> _Dataset records_:
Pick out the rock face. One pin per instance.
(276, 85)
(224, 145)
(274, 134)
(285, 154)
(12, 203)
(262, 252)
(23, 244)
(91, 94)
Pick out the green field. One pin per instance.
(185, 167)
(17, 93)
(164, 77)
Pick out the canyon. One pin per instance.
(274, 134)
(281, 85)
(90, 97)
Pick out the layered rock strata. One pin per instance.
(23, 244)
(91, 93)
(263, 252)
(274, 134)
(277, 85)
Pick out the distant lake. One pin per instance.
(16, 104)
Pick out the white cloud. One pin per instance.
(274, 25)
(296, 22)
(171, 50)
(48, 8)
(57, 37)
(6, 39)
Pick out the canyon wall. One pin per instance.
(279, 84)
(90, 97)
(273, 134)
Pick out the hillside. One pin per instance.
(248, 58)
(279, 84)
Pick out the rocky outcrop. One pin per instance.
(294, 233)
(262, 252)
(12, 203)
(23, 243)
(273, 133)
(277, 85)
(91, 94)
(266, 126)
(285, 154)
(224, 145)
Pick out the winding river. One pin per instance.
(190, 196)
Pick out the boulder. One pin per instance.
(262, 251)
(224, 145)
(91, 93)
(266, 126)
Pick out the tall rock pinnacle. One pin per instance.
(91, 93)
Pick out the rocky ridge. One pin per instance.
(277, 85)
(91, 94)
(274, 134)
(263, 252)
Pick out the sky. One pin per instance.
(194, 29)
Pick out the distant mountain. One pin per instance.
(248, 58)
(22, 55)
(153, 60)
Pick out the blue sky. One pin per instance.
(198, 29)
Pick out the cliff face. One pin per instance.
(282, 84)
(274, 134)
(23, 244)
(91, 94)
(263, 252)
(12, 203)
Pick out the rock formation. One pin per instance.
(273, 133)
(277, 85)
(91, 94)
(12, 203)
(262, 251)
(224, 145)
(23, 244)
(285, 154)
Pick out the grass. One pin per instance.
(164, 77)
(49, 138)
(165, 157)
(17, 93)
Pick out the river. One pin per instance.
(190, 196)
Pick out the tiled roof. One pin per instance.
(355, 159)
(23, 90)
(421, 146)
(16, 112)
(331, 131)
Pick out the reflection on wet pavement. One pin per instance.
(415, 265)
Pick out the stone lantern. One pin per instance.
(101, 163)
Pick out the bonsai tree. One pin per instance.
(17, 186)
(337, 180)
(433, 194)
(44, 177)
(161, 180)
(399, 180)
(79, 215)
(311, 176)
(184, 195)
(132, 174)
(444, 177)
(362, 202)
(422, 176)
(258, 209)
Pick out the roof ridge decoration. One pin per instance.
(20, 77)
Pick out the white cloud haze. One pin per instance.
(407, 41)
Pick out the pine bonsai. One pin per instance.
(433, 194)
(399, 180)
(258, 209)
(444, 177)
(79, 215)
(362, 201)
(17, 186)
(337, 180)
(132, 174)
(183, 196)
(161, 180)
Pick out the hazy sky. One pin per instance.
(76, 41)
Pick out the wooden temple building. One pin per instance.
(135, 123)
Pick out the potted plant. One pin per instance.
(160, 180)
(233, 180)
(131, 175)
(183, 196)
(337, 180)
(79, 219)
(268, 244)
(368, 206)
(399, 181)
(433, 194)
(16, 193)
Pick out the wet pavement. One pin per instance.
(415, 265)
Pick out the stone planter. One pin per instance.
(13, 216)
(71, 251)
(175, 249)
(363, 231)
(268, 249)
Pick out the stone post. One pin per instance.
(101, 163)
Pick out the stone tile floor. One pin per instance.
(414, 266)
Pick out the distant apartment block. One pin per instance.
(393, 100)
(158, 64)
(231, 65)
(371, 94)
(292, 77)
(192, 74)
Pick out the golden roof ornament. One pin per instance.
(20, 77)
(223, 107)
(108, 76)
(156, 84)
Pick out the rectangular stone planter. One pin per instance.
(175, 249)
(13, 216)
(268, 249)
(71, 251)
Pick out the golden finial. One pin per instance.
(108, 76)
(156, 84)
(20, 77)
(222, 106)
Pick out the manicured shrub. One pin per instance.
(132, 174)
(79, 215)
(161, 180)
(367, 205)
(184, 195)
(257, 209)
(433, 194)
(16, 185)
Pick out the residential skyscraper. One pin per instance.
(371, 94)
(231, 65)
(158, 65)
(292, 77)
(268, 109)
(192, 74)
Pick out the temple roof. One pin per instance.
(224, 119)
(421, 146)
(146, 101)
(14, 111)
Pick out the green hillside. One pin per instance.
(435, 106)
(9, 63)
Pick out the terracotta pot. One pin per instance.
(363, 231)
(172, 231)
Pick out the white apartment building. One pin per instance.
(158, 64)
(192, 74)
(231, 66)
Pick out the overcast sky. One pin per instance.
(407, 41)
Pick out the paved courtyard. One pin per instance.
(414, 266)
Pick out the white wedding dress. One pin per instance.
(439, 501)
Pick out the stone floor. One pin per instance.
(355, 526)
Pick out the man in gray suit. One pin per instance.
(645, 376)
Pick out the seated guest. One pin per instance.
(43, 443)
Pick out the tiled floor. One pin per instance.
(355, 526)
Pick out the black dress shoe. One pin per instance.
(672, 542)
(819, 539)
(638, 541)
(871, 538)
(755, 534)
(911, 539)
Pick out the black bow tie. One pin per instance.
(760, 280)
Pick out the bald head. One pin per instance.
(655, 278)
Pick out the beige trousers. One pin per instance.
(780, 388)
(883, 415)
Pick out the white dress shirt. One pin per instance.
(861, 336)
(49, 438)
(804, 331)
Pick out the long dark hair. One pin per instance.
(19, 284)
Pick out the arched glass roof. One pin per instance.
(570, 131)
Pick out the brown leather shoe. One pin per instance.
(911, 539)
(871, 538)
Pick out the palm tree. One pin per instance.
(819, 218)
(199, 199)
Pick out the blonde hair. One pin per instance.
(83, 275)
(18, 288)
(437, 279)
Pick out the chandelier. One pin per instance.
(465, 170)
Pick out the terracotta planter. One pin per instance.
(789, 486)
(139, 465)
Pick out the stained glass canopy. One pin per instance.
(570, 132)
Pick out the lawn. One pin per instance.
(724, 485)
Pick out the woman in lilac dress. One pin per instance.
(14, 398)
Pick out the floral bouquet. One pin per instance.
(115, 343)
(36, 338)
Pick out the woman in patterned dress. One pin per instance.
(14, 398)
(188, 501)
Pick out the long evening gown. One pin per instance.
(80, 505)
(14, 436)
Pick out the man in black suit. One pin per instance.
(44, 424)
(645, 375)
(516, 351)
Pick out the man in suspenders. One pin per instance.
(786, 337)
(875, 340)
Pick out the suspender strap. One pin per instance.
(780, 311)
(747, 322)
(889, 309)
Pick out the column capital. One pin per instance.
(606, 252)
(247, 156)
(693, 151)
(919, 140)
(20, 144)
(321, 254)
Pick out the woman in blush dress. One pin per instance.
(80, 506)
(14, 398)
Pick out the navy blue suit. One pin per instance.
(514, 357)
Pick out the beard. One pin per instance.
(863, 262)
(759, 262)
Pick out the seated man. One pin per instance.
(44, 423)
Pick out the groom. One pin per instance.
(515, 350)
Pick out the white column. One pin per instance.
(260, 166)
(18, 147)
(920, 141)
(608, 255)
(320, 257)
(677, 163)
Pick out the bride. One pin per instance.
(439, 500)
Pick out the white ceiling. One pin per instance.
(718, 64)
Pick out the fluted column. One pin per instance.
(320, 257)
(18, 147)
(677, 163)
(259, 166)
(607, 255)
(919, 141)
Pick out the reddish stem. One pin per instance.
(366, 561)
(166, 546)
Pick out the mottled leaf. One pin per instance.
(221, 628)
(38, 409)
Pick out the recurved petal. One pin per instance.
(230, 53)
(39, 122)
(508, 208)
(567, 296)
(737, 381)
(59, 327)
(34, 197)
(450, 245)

> _Task objective_:
Make a verbatim copy of every entry shown above.

> _Expected answer_:
Pick out the rock face. One pin per instance.
(276, 85)
(224, 145)
(274, 134)
(285, 154)
(12, 203)
(262, 252)
(23, 244)
(91, 94)
Pick out the green field. One pin per instance.
(185, 167)
(17, 93)
(164, 77)
Pick out the canyon. One pin per instance.
(274, 134)
(281, 85)
(90, 97)
Pick out the layered rock strata. One pin per instance.
(23, 244)
(91, 93)
(263, 252)
(274, 134)
(277, 85)
Pick out the distant lake. One pin per instance.
(16, 104)
Pick out the white cloud. One pin per instance.
(274, 25)
(296, 22)
(171, 50)
(48, 8)
(57, 37)
(6, 39)
Pick out the canyon wall. One pin per instance.
(279, 84)
(90, 97)
(273, 134)
Pick out the hillside. One pin per instance.
(248, 58)
(279, 84)
Pick out the rocky outcrop. One pin per instance.
(294, 233)
(262, 252)
(12, 203)
(23, 243)
(273, 133)
(277, 85)
(91, 94)
(266, 126)
(285, 154)
(224, 145)
Pick out the winding river. One pin per instance.
(190, 196)
Pick out the boulder. One pin per instance.
(262, 251)
(224, 145)
(91, 93)
(266, 126)
Pick out the tall rock pinnacle. One pin per instance.
(91, 93)
Pick out the rocky ridge. One pin per instance.
(277, 85)
(91, 94)
(274, 134)
(263, 252)
Pick out the sky. One pin per instance.
(194, 29)
Pick out the distant mountain. One pin per instance.
(248, 58)
(22, 55)
(153, 60)
Pick out the blue sky. One pin per instance.
(198, 29)
Pick out the cliff face. One pin per instance.
(282, 84)
(274, 134)
(23, 244)
(91, 94)
(263, 252)
(12, 203)
Pick out the rock formation. One pin per instance.
(273, 133)
(277, 85)
(91, 94)
(12, 203)
(262, 251)
(224, 145)
(23, 244)
(285, 154)
Pick out the grass. One pin per instance.
(164, 77)
(49, 138)
(165, 157)
(17, 93)
Pick out the river. One pin per instance.
(190, 196)
Pick out the tiled roof. One pin per instance.
(355, 159)
(23, 90)
(421, 146)
(16, 112)
(331, 131)
Pick out the reflection on wet pavement. One pin per instance.
(415, 265)
Pick out the stone lantern. One pin per instance.
(101, 163)
Pick out the bonsai tree. One pin per instance.
(17, 186)
(337, 180)
(433, 194)
(44, 177)
(161, 180)
(399, 180)
(79, 215)
(311, 176)
(184, 195)
(132, 174)
(444, 177)
(362, 202)
(422, 176)
(258, 209)
Pick out the roof ridge decoration. One pin per instance.
(20, 77)
Pick out the white cloud haze. One pin per instance.
(407, 41)
Pick out the pine bonsai. One pin per instance.
(433, 194)
(399, 180)
(258, 209)
(444, 177)
(79, 215)
(362, 201)
(17, 186)
(337, 180)
(132, 174)
(183, 196)
(161, 180)
Pick out the hazy sky. One pin per instance.
(76, 41)
Pick out the wooden temple building. One pin per instance.
(135, 123)
Pick out the potted plant. One pin per instance.
(160, 180)
(233, 180)
(131, 175)
(183, 196)
(337, 180)
(79, 219)
(268, 244)
(368, 206)
(399, 181)
(433, 194)
(16, 193)
Pick out the wet pavement. One pin per instance.
(415, 265)
Pick out the stone planter. One pin per instance.
(13, 216)
(71, 251)
(175, 249)
(363, 231)
(268, 249)
Pick out the stone post. One pin per instance.
(101, 163)
Pick out the stone tile floor. One pin per instance.
(414, 266)
Pick out the distant apartment block. One pin per instance.
(393, 100)
(158, 64)
(231, 65)
(371, 94)
(292, 77)
(192, 74)
Pick out the golden roof ornament. One pin per instance.
(20, 77)
(223, 107)
(108, 76)
(156, 84)
Pick out the rectangular stone planter. One pin per instance.
(175, 249)
(13, 216)
(268, 249)
(71, 251)
Pick out the golden finial. One pin per instance.
(108, 76)
(156, 84)
(20, 77)
(222, 106)
Pick out the manicured shrub. One pin per instance.
(132, 174)
(79, 215)
(161, 180)
(367, 205)
(184, 195)
(257, 209)
(433, 194)
(16, 185)
Pick out the residential skyscraper. One pin per instance.
(371, 94)
(231, 65)
(158, 65)
(292, 77)
(268, 109)
(192, 74)
Pick out the temple roof. One pin per instance.
(224, 119)
(421, 146)
(146, 101)
(14, 111)
Pick out the green hillside. One pin per instance.
(435, 106)
(9, 63)
Pick out the terracotta pot. One pin per instance.
(363, 231)
(172, 231)
Pick out the white apartment building. One pin per instance.
(158, 64)
(192, 74)
(231, 66)
Pick out the overcast sky. One pin per instance.
(407, 41)
Pick out the paved courtyard. One pin per instance.
(414, 266)
Pick out the white wedding dress. One pin per instance.
(439, 501)
Pick out the stone floor. One pin per instance.
(355, 526)
Pick out the man in gray suit. One pin per instance.
(645, 376)
Pick out the seated guest. One pin per instance.
(43, 443)
Pick out the tiled floor. One pin per instance.
(355, 526)
Pick out the black dress shoe. One pin per instance.
(672, 542)
(819, 539)
(638, 541)
(871, 538)
(755, 534)
(911, 539)
Pick out the black bow tie. One pin per instance.
(760, 280)
Pick out the bald head. One pin per instance.
(655, 278)
Pick out the beige trousers. One pin per instance.
(780, 388)
(883, 415)
Pick out the white dress shirt. One pin per instance.
(861, 336)
(49, 438)
(804, 331)
Pick out the long dark hair. One pin per instance.
(19, 284)
Pick out the arched glass roof. One pin per instance.
(570, 131)
Pick out the brown leather shoe. One pin per instance.
(911, 539)
(871, 538)
Pick out the palm tree. One pin per instance.
(819, 218)
(199, 199)
Pick out the blonde hair. One pin per instance.
(83, 275)
(18, 288)
(437, 279)
Pick out the chandelier. One pin per instance.
(465, 170)
Pick out the terracotta planter. One pin per instance.
(789, 486)
(139, 465)
Pick out the stained glass canopy. One pin per instance.
(570, 132)
Pick out the lawn. One pin per instance.
(724, 485)
Pick out the woman in lilac dress. One pin per instance.
(14, 398)
Pick out the floral bouquet. One pin per instance.
(115, 343)
(36, 338)
Pick out the woman in patterned dress. One pin per instance.
(14, 398)
(188, 501)
Pick out the long evening gown. One pin per instance.
(80, 505)
(14, 436)
Pick out the man in black suit. One pin per instance.
(44, 424)
(645, 375)
(516, 351)
Pick out the man in suspenders. One pin per instance.
(786, 337)
(875, 340)
Pick out the suspender strap. One pin per instance.
(780, 311)
(747, 322)
(889, 309)
Pick out the column capital. One pin per instance.
(606, 252)
(247, 156)
(693, 151)
(919, 140)
(20, 144)
(321, 254)
Pick out the woman in blush dress. One pin per instance.
(80, 506)
(14, 398)
Pick out the navy blue suit. One pin per instance.
(514, 357)
Pick out the beard. One pin per instance.
(863, 262)
(759, 262)
Pick out the seated man. One pin per instance.
(44, 423)
Pick out the groom. One pin per instance.
(515, 350)
Pick out the white column. One pin per instance.
(260, 166)
(18, 147)
(920, 141)
(608, 255)
(320, 257)
(677, 163)
Pick out the bride. One pin per instance.
(439, 500)
Pick out the white ceiling. One pin per instance.
(718, 64)
Pick out the fluted column. One pin per instance.
(320, 257)
(18, 147)
(677, 163)
(259, 166)
(607, 255)
(919, 141)
Pick out the reddish stem. One pin per instance.
(366, 561)
(166, 546)
Pick out the mottled leaf. One pin per instance.
(221, 628)
(38, 409)
Pick out the recurved petal. One pin per instance.
(230, 53)
(39, 122)
(508, 208)
(567, 296)
(737, 381)
(59, 327)
(34, 197)
(450, 245)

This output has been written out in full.